## [Set problem]
Copy out the entire listing below word for word, leaving out the pictures.

## [Data for processing]
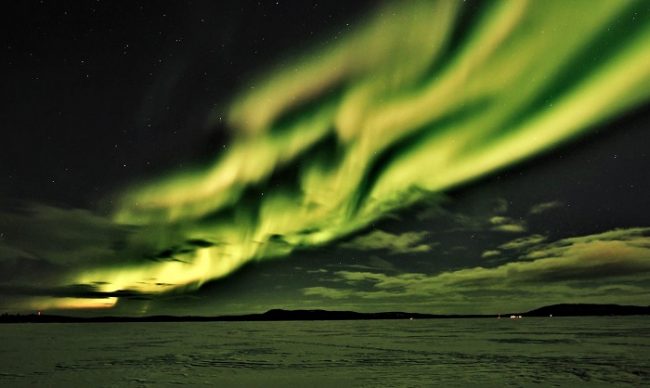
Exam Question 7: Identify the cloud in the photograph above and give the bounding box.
[481,250,501,259]
[529,201,564,214]
[303,228,650,308]
[340,230,431,254]
[499,234,546,250]
[489,216,526,233]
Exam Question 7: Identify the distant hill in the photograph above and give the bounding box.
[523,303,650,317]
[0,304,650,323]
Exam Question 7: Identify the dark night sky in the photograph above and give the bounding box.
[0,0,650,314]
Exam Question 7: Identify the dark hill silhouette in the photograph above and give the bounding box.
[0,304,650,323]
[523,303,650,317]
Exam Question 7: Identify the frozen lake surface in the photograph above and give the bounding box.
[0,316,650,387]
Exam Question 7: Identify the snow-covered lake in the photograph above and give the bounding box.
[0,317,650,387]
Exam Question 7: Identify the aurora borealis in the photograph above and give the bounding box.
[0,1,650,313]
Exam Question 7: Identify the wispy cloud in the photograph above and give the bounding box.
[340,230,431,254]
[529,201,564,214]
[481,249,501,259]
[499,234,546,251]
[489,216,526,233]
[303,228,650,312]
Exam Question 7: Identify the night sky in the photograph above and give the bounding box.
[0,0,650,315]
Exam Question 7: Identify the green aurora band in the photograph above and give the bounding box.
[69,0,650,302]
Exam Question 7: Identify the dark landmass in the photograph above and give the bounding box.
[0,304,650,323]
[523,303,650,317]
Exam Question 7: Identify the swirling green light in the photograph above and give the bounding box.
[75,0,650,298]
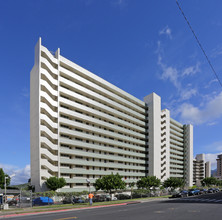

## [Expected output]
Exam Question 7: Identify the cloud in the photograph above and give the bounding box.
[481,250,501,259]
[529,201,564,214]
[303,228,650,308]
[340,230,431,254]
[499,234,546,250]
[489,216,526,233]
Exam Question 7: Identify the distant hill in the photograph above and give the bounding box.
[523,303,650,317]
[0,304,650,323]
Exam Question 7: Identify the dark night sky in the photograph above and give the bounding box.
[0,0,650,314]
Exam Question 7: Identify the dark hill silhouette in the photograph above and give the bounding box.
[0,304,650,323]
[523,303,650,317]
Exam Question 7: Identify the frozen lake surface in the photograph above and give the bounding box.
[0,316,650,387]
Exam Question 7: Identify the snow-covered lake in the photograph above and give the bounding box.
[0,317,650,387]
Exam Question 7: Identify the aurora borealis in the photograph above and give the bounding box.
[0,1,650,313]
Exam Question 7: Identify the wispy cloud in the photograph above and give the bounding box.
[340,230,431,254]
[529,201,564,214]
[481,249,501,259]
[499,234,546,251]
[489,216,526,233]
[303,228,650,312]
Exam Question 7: Identify the night sky in the photograph above and give the bounding box.
[0,0,650,315]
Exam Question 7: Identify the green aurora band in the photograph above and give the bounding box.
[69,0,650,302]
Exam Question 7: Identify the dark landmass in the photograph above and give the bounding box.
[0,304,650,323]
[523,303,650,317]
Exam Question 7: Identify the swirling green light in the photograph above and give the bounding box.
[75,0,650,298]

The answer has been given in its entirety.